Requirement
Answer these questions from the article below about caregivers of people with multiple myeloma:
(a) In which journal was the study published?
(b) Multiple myeloma affects what type of cell?
(c) How many caregivers did the researchers enroll?

Excerpted passage
Caregivers for patients with multiple myeloma may suffer from higher rates of anxiety and depression than patients themselves, according to a new study published today in Blood Advances. While medical professionals have long acknowledged the toll a serious or terminal diagnosis can have on a person’s mental health, few studies have investigated how these conditions affect the family members, friends, and loved ones who care for these individuals.
Multiple myeloma (MM) is an incurable cancer affecting the blood plasma cells, a type of white blood cell in the bone marrow. While existing treatments can greatly extend a patient’s life, the condition remains terminal. People with MM often require extensive and aggressive cancer treatment regimens, which can be both physically and emotionally taxing, and come at high financial costs.
“Over many years of working with patients with multiple myeloma and their families, I gained a deeper understanding of how much this condition decreases the quality of life of everyone affected by it,” explained study author Elizabeth O’Donnell, MD, a medical oncologist at Massachusetts General Hospital. “Myeloma treatments, like chemotherapies, not only take large physical tolls on those diagnosed with the disease but can place a tremendous financial and emotional burden on patients and their families.”
To conduct this study, Dr. O’Donnell and colleagues enrolled 127 caregivers for patients recently diagnosed with MM and receiving treatment within the Dana-Farber/Harvard Cancer Center Network between June 2020 and January 2021. Researchers sorted participants into three cohorts based on the treatment regimen the patients they cared for were currently receiving. The caregivers completed questionnaires assessing their own quality of life and psychological distress, as well as their perceptions of their loved one’s cancer prognosis.

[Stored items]
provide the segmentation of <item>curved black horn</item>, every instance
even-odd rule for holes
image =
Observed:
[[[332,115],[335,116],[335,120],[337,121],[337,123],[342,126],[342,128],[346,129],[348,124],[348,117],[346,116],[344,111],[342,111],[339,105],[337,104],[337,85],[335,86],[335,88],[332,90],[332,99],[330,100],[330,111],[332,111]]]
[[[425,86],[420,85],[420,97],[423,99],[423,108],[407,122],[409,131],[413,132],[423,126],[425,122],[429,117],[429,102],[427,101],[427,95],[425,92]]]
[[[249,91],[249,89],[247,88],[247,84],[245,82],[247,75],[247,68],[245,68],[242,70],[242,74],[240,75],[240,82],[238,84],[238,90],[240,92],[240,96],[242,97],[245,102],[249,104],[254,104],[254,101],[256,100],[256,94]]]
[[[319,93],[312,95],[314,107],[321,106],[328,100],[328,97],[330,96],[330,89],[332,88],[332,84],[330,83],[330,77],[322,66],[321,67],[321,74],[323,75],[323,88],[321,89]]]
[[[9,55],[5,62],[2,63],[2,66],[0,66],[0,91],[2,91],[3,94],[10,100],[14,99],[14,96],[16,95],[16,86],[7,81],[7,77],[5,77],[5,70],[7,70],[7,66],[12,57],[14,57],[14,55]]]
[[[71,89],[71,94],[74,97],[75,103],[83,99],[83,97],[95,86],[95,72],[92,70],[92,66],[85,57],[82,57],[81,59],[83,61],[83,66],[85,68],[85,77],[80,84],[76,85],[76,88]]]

--

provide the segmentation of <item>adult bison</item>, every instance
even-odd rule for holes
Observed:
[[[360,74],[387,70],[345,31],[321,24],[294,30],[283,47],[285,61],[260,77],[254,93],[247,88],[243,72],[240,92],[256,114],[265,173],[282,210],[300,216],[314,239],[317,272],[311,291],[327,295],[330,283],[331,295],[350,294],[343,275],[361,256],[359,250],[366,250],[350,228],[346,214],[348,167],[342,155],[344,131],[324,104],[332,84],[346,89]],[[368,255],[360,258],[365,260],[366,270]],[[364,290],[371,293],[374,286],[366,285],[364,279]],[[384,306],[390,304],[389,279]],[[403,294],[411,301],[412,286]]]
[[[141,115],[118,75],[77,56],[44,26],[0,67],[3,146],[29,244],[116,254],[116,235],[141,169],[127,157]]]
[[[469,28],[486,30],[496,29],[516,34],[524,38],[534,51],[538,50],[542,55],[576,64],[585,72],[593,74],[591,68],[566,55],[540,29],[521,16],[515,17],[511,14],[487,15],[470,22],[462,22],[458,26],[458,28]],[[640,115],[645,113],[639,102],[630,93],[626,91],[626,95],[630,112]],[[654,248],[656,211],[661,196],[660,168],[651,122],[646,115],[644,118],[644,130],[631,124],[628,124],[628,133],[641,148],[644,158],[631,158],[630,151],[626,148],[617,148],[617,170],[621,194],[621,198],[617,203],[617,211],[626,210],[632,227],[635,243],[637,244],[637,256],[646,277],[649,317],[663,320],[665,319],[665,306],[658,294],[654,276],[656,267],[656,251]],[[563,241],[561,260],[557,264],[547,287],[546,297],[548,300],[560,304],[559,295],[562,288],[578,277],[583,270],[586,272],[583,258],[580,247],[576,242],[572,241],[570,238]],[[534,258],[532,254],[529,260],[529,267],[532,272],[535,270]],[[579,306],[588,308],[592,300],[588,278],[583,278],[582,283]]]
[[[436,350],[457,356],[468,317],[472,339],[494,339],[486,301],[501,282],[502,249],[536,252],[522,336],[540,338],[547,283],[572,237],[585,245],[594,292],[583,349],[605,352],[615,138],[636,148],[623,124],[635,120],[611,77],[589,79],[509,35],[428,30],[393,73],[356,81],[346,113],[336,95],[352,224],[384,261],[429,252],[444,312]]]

Answer to this problem
(a) Blood Advances
(b) Blood plasma cells, a type of white blood cell in the bone marrow
(c) 127